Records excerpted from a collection
_ _ _ _ _
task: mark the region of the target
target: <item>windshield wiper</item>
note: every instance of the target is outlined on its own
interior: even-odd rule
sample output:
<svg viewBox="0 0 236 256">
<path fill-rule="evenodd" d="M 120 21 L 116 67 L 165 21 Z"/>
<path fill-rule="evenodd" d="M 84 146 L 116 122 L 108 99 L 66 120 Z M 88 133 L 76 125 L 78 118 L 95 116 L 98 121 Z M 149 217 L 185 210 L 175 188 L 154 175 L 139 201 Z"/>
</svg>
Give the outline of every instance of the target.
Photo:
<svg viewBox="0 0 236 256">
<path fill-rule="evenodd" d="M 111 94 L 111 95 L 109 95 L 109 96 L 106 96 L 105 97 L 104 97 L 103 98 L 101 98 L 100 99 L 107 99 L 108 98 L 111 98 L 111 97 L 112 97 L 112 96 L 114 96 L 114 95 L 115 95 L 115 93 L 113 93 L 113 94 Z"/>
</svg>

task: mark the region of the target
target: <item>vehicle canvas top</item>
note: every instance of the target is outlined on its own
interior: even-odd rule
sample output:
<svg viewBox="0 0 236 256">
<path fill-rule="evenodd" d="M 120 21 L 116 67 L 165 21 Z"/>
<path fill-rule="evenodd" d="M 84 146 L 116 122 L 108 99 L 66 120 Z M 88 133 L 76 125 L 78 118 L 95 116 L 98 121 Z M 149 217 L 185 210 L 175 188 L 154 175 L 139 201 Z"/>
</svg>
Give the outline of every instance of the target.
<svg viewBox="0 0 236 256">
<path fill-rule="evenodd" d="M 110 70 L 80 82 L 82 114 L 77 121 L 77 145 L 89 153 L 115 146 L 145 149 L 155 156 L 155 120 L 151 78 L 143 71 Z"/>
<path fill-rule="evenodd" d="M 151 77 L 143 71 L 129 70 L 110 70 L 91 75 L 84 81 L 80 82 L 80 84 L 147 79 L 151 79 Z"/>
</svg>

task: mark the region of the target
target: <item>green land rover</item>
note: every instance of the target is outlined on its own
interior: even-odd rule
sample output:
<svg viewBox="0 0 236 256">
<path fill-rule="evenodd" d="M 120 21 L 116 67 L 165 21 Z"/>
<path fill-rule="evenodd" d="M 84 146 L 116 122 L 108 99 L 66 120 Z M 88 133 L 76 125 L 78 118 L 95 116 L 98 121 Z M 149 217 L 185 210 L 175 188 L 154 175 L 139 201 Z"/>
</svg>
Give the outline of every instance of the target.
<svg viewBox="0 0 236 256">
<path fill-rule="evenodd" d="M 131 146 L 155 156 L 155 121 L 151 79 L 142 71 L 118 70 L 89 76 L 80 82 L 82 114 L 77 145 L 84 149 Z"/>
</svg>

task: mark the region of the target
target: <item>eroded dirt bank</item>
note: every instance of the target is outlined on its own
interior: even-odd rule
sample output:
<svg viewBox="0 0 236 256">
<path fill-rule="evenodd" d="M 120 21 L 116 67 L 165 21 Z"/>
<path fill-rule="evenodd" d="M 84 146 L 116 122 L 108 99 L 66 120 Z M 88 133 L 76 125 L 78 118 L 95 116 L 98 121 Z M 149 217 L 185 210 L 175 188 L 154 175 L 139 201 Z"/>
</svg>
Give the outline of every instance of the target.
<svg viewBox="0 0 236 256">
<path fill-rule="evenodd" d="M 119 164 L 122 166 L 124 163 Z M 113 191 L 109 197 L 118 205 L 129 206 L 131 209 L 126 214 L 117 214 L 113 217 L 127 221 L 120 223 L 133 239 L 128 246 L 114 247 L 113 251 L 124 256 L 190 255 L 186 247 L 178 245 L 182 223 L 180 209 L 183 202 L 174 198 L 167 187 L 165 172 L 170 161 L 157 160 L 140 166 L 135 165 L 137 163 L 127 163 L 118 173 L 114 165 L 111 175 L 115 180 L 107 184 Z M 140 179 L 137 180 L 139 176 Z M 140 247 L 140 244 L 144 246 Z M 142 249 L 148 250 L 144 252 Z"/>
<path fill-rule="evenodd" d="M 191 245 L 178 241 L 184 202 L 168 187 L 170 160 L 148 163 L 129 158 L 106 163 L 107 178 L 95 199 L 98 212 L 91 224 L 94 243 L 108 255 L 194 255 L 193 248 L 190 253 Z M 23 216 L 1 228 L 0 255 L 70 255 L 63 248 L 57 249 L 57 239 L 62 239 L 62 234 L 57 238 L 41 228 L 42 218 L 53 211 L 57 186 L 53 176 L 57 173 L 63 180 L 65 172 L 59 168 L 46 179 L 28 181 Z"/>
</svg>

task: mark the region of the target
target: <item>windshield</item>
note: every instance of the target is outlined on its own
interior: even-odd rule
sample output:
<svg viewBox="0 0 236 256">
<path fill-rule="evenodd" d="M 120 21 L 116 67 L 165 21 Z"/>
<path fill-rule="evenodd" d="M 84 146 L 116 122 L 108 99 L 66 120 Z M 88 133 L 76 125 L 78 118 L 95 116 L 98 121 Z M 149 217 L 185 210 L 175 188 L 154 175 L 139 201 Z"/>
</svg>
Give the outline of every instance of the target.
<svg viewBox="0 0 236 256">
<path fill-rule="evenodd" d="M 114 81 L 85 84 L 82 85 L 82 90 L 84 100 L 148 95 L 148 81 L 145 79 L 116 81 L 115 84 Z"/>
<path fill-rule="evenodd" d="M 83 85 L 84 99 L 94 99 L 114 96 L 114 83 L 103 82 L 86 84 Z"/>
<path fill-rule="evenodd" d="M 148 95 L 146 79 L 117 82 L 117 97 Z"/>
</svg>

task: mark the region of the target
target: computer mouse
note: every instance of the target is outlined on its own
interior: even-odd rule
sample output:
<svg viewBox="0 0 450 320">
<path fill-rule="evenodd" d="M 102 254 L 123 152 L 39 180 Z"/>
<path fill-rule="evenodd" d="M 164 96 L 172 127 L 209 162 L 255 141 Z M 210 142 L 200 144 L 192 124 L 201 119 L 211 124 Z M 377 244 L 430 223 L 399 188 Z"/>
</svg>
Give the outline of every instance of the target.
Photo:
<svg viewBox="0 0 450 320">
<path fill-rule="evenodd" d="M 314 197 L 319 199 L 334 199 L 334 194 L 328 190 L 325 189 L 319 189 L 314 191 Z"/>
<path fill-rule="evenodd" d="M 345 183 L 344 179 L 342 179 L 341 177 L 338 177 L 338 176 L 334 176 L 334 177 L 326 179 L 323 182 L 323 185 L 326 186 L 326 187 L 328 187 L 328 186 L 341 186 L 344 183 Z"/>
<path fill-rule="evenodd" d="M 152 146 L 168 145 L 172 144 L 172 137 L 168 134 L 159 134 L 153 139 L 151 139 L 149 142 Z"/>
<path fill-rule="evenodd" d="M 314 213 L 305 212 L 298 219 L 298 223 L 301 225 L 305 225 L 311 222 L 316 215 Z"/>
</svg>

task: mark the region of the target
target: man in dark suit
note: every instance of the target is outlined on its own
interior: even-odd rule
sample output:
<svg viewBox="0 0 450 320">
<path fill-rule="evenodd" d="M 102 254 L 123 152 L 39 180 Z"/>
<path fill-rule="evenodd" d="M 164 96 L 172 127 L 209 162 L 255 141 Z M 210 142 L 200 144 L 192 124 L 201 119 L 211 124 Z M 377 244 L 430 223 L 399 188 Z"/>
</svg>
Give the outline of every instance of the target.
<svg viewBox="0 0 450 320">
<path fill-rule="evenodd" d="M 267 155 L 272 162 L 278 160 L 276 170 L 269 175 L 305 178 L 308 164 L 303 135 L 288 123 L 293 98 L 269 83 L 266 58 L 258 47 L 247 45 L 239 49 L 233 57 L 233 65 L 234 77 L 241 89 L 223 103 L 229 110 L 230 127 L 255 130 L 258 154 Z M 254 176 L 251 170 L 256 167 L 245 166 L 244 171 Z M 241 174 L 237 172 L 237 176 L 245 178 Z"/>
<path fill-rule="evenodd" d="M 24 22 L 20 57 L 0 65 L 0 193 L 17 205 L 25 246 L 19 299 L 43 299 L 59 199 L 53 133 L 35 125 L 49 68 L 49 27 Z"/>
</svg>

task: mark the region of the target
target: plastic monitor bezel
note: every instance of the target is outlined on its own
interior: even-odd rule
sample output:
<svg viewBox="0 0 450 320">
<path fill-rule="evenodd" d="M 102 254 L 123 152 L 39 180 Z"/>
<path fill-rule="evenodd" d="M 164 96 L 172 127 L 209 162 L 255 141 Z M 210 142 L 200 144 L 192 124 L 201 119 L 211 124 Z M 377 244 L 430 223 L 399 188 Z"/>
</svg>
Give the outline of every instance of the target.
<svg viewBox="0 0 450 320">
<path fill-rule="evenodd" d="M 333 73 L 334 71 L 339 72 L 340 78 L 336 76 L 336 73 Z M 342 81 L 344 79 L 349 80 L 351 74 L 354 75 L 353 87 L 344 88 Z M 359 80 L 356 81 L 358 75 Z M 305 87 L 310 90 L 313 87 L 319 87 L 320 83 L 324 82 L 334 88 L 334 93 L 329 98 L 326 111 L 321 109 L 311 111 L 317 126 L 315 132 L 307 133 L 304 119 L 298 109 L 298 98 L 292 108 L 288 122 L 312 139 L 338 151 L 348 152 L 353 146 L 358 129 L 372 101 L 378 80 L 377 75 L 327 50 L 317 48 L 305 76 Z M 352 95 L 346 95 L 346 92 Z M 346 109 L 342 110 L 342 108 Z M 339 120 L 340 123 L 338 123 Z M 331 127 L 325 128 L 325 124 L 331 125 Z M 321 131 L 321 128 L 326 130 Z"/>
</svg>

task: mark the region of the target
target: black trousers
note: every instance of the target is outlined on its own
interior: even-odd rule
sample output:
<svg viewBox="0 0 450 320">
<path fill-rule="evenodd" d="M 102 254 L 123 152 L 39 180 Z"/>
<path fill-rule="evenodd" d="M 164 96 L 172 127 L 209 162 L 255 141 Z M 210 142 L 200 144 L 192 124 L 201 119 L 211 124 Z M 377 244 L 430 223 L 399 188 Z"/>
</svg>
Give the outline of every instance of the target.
_ _ _ _ _
• WRITTEN INSTRUCTION
Select each line of the material that contains the string "windshield" and copy those lines.

• WRITTEN RESPONSE
target: <item>windshield wiper</item>
target: <item>windshield</item>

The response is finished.